*TO DO*.
Please render all of the data below as a two-column CSV with the headers "input" and "output", one row per input and its output, each field quoted and with line breaks replaced by spaces.

########

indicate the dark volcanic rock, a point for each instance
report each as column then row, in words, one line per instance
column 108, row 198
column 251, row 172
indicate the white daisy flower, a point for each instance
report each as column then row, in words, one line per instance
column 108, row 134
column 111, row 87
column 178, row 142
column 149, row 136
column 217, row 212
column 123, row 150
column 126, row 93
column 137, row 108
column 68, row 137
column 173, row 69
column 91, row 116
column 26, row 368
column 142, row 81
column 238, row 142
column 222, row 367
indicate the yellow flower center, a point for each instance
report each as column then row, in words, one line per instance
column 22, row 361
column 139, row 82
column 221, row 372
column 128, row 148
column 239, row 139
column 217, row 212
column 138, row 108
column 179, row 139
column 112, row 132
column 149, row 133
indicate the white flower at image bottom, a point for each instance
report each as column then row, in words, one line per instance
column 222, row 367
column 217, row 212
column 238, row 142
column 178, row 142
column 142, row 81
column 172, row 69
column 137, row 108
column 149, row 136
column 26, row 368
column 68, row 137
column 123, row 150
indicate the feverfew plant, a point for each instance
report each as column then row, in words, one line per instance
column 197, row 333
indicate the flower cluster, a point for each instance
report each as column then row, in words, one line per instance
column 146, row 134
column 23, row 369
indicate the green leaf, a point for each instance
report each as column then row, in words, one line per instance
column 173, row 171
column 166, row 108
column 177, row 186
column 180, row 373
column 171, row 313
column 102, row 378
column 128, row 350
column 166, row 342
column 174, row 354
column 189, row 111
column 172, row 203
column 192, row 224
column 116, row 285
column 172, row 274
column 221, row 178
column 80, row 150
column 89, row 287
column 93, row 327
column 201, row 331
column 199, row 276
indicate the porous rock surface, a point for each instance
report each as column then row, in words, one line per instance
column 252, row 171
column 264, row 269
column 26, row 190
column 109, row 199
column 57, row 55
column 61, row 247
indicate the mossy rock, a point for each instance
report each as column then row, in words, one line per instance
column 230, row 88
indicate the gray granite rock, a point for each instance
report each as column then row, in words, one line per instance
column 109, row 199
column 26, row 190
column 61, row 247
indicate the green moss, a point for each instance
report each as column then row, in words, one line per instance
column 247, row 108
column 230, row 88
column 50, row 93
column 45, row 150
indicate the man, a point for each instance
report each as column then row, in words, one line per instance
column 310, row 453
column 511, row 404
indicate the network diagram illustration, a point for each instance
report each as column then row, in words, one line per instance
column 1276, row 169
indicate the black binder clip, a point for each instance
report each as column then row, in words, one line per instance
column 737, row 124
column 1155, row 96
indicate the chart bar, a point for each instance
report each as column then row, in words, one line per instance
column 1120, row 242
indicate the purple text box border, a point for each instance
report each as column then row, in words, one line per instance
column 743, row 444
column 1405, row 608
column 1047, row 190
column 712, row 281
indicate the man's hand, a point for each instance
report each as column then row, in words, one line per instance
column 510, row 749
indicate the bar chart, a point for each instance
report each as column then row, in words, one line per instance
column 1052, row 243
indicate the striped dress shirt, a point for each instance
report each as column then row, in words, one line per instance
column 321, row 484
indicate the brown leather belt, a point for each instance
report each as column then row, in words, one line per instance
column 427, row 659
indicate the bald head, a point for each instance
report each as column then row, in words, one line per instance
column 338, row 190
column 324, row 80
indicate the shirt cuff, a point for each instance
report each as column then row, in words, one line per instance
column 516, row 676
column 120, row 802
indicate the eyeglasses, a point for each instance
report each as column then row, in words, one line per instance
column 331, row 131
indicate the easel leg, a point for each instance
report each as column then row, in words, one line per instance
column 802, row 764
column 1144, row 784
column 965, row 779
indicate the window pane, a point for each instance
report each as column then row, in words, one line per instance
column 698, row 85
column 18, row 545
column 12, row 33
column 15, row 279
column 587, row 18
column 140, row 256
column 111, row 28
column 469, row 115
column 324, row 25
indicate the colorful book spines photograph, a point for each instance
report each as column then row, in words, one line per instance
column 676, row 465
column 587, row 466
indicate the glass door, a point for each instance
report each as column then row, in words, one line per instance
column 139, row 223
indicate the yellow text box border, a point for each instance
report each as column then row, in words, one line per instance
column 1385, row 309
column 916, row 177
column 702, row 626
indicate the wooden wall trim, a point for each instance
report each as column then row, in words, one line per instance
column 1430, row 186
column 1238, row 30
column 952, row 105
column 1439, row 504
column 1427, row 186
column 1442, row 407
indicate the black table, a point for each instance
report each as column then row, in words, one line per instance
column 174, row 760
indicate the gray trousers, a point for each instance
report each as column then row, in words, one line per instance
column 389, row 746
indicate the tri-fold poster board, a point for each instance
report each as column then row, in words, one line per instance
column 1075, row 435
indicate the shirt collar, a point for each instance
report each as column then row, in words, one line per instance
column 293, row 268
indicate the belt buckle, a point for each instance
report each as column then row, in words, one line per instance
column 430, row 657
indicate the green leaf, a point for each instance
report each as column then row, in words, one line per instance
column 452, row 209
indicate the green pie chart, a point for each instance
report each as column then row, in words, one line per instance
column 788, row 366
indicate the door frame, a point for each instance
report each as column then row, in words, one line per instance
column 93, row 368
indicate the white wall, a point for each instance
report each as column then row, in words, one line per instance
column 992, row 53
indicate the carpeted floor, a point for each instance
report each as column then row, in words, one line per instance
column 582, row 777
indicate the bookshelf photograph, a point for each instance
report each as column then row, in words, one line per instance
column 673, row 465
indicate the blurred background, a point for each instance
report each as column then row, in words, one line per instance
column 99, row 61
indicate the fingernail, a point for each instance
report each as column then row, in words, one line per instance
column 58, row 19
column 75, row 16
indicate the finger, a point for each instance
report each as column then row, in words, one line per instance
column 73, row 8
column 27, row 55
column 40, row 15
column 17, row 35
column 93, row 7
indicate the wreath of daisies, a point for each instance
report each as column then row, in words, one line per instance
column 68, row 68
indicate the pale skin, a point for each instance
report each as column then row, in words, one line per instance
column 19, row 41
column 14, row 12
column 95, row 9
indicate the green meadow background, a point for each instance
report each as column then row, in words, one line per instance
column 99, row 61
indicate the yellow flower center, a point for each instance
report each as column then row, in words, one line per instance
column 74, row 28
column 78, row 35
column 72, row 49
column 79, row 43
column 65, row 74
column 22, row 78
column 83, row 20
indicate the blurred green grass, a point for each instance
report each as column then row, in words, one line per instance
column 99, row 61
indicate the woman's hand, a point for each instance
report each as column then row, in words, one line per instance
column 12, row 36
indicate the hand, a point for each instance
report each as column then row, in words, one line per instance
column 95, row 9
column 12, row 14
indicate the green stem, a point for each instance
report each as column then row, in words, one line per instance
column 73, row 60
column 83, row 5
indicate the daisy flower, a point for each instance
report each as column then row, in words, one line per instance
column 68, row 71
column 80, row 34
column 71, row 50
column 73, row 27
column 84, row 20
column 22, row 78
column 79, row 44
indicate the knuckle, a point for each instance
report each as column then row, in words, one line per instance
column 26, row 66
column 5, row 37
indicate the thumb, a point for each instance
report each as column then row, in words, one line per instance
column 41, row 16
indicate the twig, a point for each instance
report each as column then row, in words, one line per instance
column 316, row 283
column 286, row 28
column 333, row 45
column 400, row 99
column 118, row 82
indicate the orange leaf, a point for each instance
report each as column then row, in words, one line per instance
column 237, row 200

########

*SOLUTION TO THE EXERCISE*.
input,output
"indicate the dark volcanic rock, a point for each instance report each as column then row, in words, one line per instance","column 108, row 198 column 251, row 172"
"indicate the white daisy flower, a point for each instance report each as column then row, in words, one line per instance","column 108, row 134 column 111, row 87 column 178, row 142 column 149, row 136 column 217, row 212 column 123, row 150 column 126, row 93 column 137, row 108 column 68, row 137 column 173, row 69 column 91, row 116 column 26, row 368 column 142, row 81 column 238, row 142 column 222, row 367"
"indicate the yellow flower center, a point for each instance report each as column then row, in words, one line per instance","column 22, row 361 column 139, row 82 column 221, row 372 column 128, row 148 column 239, row 139 column 217, row 212 column 138, row 108 column 179, row 139 column 112, row 132 column 149, row 133"
"indicate the white flower at image bottom, a point for each instance report each as column then row, in words, one line per instance","column 222, row 367 column 217, row 212 column 238, row 142 column 178, row 142 column 142, row 81 column 172, row 69 column 137, row 108 column 149, row 136 column 26, row 368 column 68, row 137 column 123, row 150"
"indicate the feverfew plant, a point for each instance report each as column then row, in words, one line per instance","column 197, row 333"
"indicate the flower cluster, a point for each instance report each as column then row, in words, one line per instance","column 146, row 134 column 23, row 369"
"indicate the green leaf, a point for each instance report each as column then row, in words, one line per instance","column 173, row 171 column 166, row 108 column 177, row 186 column 180, row 373 column 171, row 313 column 102, row 378 column 128, row 350 column 166, row 342 column 174, row 354 column 189, row 111 column 172, row 203 column 192, row 224 column 116, row 285 column 172, row 274 column 221, row 178 column 80, row 150 column 89, row 287 column 93, row 327 column 201, row 331 column 199, row 276"
"indicate the porous rock surface, a point for each instance report each as column then row, in words, one line per instance","column 252, row 171 column 264, row 269 column 26, row 190 column 109, row 199 column 57, row 55 column 61, row 247"
"indicate the mossy rock, a point for each instance report each as column then row, in words, one line per instance","column 230, row 88"
"indicate the gray granite rock, a point for each instance report each as column then row, in words, one line per instance","column 109, row 199 column 26, row 190 column 61, row 247"
"indicate the green moss, a point for each instance report each as column then row, in words, one line per instance","column 247, row 108 column 230, row 88 column 50, row 93 column 45, row 150"
"indicate the man, a point for each instance report each as column then row, in words, one line per instance","column 310, row 453 column 511, row 404"
"indicate the network diagram illustration, a point for each instance report each as column then row, in words, one line per instance","column 1276, row 169"
"indicate the black binder clip, a point for each instance report each as column then row, in words, one line per instance","column 737, row 124 column 1155, row 96"
"indicate the chart bar, a point for each instance report each as column then row, in words, one line per instance","column 1120, row 242"
"indicate the purple text box border, a point for each instance report each as column then row, in words, one line per instance","column 743, row 444 column 1405, row 608 column 1047, row 190 column 712, row 281"
"indicate the man's hand, a point for each instance report each as column then row, in words, one line per instance","column 510, row 749"
"indicate the bar chart, a point for each instance report each as column then row, in words, one line per instance","column 1052, row 243"
"indicate the striped dress shirt, a point for each instance report each as column then row, in words, one line per instance","column 321, row 484"
"indicate the brown leather belt, a point for each instance report each as column then row, in words, one line per instance","column 427, row 659"
"indicate the bald head, a point for each instance report each as column then row, in words, one line per instance","column 338, row 190 column 324, row 80"
"indicate the shirt cuff, a point for each instance report each as column then row, in words, one line per instance","column 516, row 676 column 120, row 802"
"indicate the eyeglasses, a point for each instance report each as column then row, in words, one line per instance","column 331, row 131"
"indicate the easel leg, a point for each instance report each as column then row, in words, one line per instance","column 802, row 764 column 1144, row 784 column 965, row 779"
"indicate the window pane, a point for each instance report each as column then row, in words, one line per instance","column 698, row 85 column 18, row 545 column 12, row 33 column 15, row 279 column 587, row 18 column 140, row 256 column 111, row 28 column 469, row 115 column 324, row 25"
"indicate the colorful book spines photograph, a point for each instance report each as column then row, in words, one line per instance","column 676, row 465 column 587, row 466"
"indicate the glass door, a point for each instance report each as column then row, in words, one line per instance","column 139, row 223"
"indicate the yellow text box border, a point for each instance report each as column then row, in words, one line per instance","column 1385, row 309 column 916, row 177 column 702, row 626"
"indicate the wooden wall trim, a point for each instance report each as column then row, in words, one line per instance","column 1430, row 186 column 1238, row 30 column 952, row 105 column 1439, row 504 column 1427, row 186 column 1442, row 407"
"indicate the black table, a point for each instance report each as column then row, in words, one line per instance","column 174, row 760"
"indicate the gray trousers, a point for each instance report each as column then row, in words, one line per instance","column 389, row 746"
"indicate the tri-fold poster board, a point for each instance report each as column then row, in words, one line per instance","column 1075, row 435"
"indicate the shirt collar, a point for each instance report each as column then row, in words, one line per instance","column 293, row 268"
"indicate the belt buckle, a point for each instance report each as column then row, in words, one line per instance","column 430, row 657"
"indicate the green leaf, a point for each instance report each as column then row, in words, one line per instance","column 452, row 209"
"indicate the green pie chart, a point for each instance report each as column then row, in words, one line per instance","column 788, row 366"
"indicate the door frame, a point for each instance report each as column then row, in words, one line per instance","column 93, row 368"
"indicate the white wall, a point for each instance report each as column then row, in words, one line per instance","column 992, row 53"
"indicate the carpeted floor, a point for each instance report each as column then row, in words, one line per instance","column 582, row 777"
"indicate the bookshelf photograph, a point for each instance report each as column then row, in words, one line per instance","column 673, row 465"
"indicate the blurred background, a point for each instance report each as column then row, in words, one line per instance","column 99, row 61"
"indicate the fingernail, a point for each instance report each as column then row, in words, one line per instance","column 58, row 19 column 75, row 16"
"indicate the finger, a point for each instance report each as column then row, in words, one line per instance","column 73, row 8 column 27, row 55 column 40, row 15 column 17, row 35 column 93, row 7"
"indicate the wreath of daisies, a point for each instance report each as column then row, in words, one line per instance","column 68, row 68"
"indicate the pale skin, a point for each instance report each as column then row, in words, one line per instance","column 19, row 41 column 14, row 12 column 95, row 9"
"indicate the green meadow background, a point for each instance report each as column then row, in words, one line per instance","column 99, row 61"
"indicate the yellow flower center, a point for each instance report each as column then row, in words, one line per instance","column 74, row 28 column 78, row 35 column 72, row 49 column 79, row 43 column 65, row 74 column 22, row 78 column 83, row 20"
"indicate the blurred green grass, a point for each instance report each as column then row, in words, one line per instance","column 99, row 61"
"indicate the woman's hand, a point for each instance report each as column then row, in words, one line per instance","column 12, row 36"
"indicate the hand, a point for each instance report each as column then row, in words, one line per instance","column 95, row 9 column 12, row 14"
"indicate the green stem, a point for each instance report each as column then row, in words, one line per instance","column 73, row 60 column 83, row 5"
"indicate the daisy flower, a point for each instance report each as column then row, in words, one line per instance","column 68, row 71 column 80, row 34 column 71, row 50 column 73, row 27 column 84, row 20 column 22, row 78 column 79, row 44"
"indicate the knuckle, a point for each instance report each as column then row, in words, one line per instance","column 26, row 66 column 5, row 37"
"indicate the thumb, a point for each instance report each as column then row, in words, one line per instance","column 41, row 16"
"indicate the twig, a point for each instance report each as column then row, in words, one line per instance","column 316, row 283 column 286, row 28 column 333, row 45 column 400, row 99 column 118, row 82"
"indicate the orange leaf, a point for each instance report each as column then row, in words, one line per instance","column 237, row 200"